Text segment:
I also bought a generic stepper motor kit to make the axes controllable via a computer. I added a custom frame to attach the motors and got as far as doing some test runs to see how well it worked.

Unfortunately at this point I discovered that the relatively small 70mm front to back Y axis movement was a problem in real life, which pretty well scuppered my plans to mill PCBs etc. The X axis travel at 150mm was fine. I spent a considerable amount of time trying to figure out a way of increasing the motion but finally gave up and put it to one side.

Did anyone else make the same mistake as me, but actually find a way of converting their milling machine to use an XY table with a more sensible movement range? Effectively it would need the vertical pillar to be magically disappeared so there would be nothing in the way of a longer replacement Y axis.

beanflying:
Even on the larger Home mills throat travel is really limited. A lot of those are 130 to under 200mm for the 1.1-1.5kW ones and even less when you fit DRO slides depending on the setup.

The only real option is to build a really solid square gantry to mount the column to it (over part of the table) or leave the ability to tram a larger XY table under it. The downside to this obviously then becomes the reach and stiffness of the spindle down to that table.

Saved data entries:
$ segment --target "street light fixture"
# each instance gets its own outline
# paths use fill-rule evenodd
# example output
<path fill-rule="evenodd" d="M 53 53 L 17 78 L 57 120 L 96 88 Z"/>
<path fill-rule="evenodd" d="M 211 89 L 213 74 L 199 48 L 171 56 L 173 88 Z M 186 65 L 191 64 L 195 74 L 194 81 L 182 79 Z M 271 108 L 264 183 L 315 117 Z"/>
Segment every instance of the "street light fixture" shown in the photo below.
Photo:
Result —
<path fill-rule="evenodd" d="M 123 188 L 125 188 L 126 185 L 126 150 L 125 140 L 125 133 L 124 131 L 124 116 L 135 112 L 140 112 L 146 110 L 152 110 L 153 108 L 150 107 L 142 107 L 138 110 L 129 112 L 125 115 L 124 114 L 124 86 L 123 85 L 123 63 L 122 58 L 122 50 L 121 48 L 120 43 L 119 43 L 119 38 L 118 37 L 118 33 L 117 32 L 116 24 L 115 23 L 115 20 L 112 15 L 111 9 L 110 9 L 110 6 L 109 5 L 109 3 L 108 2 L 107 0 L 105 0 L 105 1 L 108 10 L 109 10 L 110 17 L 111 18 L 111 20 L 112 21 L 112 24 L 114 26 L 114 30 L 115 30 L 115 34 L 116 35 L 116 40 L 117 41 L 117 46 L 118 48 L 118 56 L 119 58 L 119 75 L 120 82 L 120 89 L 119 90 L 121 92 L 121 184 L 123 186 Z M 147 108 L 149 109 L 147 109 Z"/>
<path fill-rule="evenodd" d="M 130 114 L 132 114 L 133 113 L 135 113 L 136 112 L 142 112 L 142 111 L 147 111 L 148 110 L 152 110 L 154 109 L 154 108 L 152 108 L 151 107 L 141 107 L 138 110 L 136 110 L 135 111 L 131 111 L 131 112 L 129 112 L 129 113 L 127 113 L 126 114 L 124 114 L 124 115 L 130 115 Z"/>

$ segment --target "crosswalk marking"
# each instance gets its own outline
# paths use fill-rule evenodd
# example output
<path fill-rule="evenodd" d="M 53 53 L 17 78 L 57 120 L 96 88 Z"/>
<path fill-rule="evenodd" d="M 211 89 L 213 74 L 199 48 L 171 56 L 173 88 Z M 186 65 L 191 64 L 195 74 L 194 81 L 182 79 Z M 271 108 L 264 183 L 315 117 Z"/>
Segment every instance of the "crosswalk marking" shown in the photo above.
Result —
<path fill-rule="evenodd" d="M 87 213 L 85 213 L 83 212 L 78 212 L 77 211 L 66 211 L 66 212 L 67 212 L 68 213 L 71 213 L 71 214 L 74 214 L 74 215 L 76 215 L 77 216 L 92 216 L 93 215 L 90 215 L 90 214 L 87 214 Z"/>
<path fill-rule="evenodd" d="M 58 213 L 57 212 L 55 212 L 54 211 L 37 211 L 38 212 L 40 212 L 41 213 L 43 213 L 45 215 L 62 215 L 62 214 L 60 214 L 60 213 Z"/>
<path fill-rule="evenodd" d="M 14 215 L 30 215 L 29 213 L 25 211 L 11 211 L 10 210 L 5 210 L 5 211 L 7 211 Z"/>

Explore the material:
[1] In the milling machine discussion, what was the front-to-back Y axis travel that turned out to be a problem?
[2] Write the next part of the milling machine discussion, picking up after its final sentence.

Answers in order:
[1] 70mm

[2]
If all you wanted to do was larger PCB's then you might still be ok depending on that travel as you don't need a lot of Z? With my small Bosch Drill to get over the throat depth as it reached down low to the table I was able to make an on workpiece base for it but I could I guess make a gantry to go over a Table too. And it just so happens I have one in the projects list  :palm:

I went over this one on the Granite and it measured up well and the travel was solid outside the claimed figures (125x160). $0.50C review here https://www.eevblog.com/forum/testgear/test-equipment-anonymous-(tea)-group-therapy-thread/msg3625712/#msg3625712



Bosch in Over the Table mode

coppercone2:
you can put the PCB on mounting pins so you can shift it once its done with a sector but thats really bootleg. Stick index pins in there and drill holes in the PCB.. semi automatic, fully ghetto.. I think that might double the work area

e100:

--- Quote from: beanflying on May 22, 2022, 07:41:15 am ---The only real option is to build a really solid square gantry to mount the column to it (over part of the table) or leave the ability to tram a larger XY table under it. The downside to this obviously then becomes the reach and stiffness of the spindle down to that table.

--- End quote ---

My first thought was to disconnect the column from the base then float it over the table on a platform so the cross table goes underneath.



Kjelt:
Your milling accuracy is directly depending on the fixed C connection (base and column and milling head)
Making the milling head movable instead of the base requires a complete redesign in which case it is easier to build from scratch with those requirements.